Assigned task =
Copy every line of the data that contains the string "strap".

Natural language region descriptions
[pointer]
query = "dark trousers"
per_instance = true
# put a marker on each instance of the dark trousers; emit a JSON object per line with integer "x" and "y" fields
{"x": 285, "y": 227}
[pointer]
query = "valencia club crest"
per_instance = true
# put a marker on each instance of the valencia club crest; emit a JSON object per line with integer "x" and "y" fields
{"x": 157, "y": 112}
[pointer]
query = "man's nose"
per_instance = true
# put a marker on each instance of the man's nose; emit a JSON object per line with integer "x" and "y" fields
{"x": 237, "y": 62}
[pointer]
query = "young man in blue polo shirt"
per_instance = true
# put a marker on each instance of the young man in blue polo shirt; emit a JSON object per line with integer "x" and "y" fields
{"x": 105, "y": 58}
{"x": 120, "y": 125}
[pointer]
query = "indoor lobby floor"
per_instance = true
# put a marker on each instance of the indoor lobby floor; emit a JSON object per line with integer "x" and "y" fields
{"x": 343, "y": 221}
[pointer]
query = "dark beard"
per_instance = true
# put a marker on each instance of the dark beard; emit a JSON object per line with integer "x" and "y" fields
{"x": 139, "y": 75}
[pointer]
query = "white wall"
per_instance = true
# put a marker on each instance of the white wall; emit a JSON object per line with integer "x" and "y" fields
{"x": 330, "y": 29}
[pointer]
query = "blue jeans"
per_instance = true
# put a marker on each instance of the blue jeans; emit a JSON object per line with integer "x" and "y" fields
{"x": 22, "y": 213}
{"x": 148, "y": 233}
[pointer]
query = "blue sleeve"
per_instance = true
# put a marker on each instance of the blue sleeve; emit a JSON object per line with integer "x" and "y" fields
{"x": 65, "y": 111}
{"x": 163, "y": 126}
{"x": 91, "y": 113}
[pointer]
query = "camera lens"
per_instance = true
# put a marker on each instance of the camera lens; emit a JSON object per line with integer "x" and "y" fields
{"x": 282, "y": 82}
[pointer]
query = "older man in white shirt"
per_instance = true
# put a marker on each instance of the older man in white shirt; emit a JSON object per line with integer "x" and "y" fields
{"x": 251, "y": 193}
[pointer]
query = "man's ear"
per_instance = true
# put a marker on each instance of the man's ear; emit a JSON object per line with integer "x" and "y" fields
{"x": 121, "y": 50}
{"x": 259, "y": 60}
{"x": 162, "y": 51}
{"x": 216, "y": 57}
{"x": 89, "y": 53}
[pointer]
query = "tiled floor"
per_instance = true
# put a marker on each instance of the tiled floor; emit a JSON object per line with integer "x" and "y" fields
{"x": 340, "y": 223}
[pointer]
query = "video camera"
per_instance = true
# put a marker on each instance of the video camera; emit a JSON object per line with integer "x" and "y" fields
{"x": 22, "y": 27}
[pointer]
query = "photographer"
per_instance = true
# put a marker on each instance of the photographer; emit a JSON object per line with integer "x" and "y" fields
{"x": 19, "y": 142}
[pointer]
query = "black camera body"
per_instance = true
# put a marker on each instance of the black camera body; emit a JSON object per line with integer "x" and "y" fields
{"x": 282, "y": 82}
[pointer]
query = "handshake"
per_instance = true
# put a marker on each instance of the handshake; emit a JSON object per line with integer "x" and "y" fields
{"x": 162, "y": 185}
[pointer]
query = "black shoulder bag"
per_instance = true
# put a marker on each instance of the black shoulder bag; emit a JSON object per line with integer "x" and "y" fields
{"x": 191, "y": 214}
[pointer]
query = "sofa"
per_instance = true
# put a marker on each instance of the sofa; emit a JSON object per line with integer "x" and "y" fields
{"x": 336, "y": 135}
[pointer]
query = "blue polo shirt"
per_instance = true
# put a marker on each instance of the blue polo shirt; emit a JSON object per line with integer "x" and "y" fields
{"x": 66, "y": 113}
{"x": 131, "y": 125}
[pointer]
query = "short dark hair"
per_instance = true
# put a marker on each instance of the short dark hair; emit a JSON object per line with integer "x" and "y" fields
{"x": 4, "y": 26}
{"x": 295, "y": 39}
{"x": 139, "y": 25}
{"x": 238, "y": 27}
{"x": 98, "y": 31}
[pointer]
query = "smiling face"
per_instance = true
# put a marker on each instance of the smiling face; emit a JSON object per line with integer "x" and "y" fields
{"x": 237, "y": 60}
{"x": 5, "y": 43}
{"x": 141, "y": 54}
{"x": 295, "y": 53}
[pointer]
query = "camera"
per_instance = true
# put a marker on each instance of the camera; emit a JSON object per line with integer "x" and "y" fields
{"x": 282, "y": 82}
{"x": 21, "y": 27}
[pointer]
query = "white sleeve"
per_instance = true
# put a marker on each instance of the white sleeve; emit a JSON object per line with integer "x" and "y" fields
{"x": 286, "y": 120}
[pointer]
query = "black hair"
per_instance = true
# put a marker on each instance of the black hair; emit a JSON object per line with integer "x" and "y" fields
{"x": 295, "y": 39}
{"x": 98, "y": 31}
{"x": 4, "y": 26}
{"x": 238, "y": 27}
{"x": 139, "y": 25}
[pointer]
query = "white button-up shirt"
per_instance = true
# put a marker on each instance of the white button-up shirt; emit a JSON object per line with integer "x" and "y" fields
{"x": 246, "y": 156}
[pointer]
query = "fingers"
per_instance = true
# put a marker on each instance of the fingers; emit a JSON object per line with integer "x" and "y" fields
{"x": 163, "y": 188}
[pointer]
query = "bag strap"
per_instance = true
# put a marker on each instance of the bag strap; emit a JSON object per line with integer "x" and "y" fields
--
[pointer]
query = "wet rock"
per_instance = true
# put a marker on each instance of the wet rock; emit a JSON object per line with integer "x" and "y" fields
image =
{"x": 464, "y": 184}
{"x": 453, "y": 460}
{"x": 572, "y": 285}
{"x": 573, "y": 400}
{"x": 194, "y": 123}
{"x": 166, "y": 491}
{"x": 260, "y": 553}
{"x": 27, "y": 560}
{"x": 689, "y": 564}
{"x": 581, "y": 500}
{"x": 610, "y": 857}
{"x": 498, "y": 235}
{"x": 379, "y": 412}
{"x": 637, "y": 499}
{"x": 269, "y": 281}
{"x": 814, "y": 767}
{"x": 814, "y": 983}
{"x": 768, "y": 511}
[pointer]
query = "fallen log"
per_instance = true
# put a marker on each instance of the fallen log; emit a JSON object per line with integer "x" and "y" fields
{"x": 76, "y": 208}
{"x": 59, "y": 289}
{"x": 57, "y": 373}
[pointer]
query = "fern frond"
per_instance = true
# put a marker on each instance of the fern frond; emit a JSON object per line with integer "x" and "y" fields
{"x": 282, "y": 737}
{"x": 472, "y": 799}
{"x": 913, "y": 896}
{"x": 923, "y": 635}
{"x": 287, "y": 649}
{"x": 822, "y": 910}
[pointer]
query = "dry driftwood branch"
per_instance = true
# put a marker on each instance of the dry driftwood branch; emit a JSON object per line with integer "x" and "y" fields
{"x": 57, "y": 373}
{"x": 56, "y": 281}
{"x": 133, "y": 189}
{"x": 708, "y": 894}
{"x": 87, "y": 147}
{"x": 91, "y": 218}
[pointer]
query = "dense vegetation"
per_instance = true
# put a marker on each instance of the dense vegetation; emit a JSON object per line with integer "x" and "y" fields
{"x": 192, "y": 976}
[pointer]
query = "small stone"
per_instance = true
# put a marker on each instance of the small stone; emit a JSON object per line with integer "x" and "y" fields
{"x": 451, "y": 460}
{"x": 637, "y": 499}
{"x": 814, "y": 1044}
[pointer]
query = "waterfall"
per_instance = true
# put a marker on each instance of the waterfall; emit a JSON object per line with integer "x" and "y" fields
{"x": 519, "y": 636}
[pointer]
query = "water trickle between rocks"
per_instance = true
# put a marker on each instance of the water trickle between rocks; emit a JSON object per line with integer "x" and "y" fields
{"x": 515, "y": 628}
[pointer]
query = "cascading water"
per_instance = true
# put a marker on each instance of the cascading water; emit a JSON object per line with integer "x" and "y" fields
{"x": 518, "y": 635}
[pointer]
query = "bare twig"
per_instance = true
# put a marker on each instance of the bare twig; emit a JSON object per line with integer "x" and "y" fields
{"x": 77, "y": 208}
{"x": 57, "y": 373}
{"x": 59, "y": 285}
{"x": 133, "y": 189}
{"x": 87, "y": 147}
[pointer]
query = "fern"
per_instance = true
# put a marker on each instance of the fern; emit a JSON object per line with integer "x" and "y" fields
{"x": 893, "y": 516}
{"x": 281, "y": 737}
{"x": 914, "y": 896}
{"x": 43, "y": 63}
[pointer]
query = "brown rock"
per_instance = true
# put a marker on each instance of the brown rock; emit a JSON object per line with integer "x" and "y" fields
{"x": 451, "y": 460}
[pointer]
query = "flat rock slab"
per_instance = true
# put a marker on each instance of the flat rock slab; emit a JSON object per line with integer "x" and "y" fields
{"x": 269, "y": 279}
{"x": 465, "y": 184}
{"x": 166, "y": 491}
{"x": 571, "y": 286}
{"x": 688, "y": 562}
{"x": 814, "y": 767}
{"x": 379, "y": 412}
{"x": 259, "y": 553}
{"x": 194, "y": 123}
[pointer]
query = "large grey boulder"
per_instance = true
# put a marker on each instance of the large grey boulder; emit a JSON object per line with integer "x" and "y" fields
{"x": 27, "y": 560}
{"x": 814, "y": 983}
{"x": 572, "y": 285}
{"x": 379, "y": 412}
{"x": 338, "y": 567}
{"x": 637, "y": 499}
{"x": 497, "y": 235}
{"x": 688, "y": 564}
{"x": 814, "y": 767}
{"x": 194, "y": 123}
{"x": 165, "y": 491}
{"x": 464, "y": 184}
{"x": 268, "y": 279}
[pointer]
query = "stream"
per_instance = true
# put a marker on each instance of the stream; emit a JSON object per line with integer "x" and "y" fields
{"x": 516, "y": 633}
==
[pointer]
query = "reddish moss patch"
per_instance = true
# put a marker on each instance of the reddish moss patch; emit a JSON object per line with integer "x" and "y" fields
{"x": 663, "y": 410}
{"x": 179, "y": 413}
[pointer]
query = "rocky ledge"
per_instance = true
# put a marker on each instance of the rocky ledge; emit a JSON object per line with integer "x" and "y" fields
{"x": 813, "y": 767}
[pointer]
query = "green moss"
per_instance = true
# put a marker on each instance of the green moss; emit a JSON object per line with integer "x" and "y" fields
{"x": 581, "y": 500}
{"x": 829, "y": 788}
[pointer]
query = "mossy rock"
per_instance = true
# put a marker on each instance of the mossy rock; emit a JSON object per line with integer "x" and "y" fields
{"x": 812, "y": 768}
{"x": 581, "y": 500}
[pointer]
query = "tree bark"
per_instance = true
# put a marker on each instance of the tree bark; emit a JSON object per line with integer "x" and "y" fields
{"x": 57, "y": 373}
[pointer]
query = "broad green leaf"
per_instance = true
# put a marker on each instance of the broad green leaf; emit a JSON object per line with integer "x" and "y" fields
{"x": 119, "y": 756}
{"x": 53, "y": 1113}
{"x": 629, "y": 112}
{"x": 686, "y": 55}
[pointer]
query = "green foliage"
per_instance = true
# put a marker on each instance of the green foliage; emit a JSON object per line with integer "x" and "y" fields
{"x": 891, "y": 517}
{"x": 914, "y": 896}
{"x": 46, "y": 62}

Answer space =
query = "bag strap"
# put a marker on each instance of the bag strap; emit a JSON object per line with integer "x" and "y" fields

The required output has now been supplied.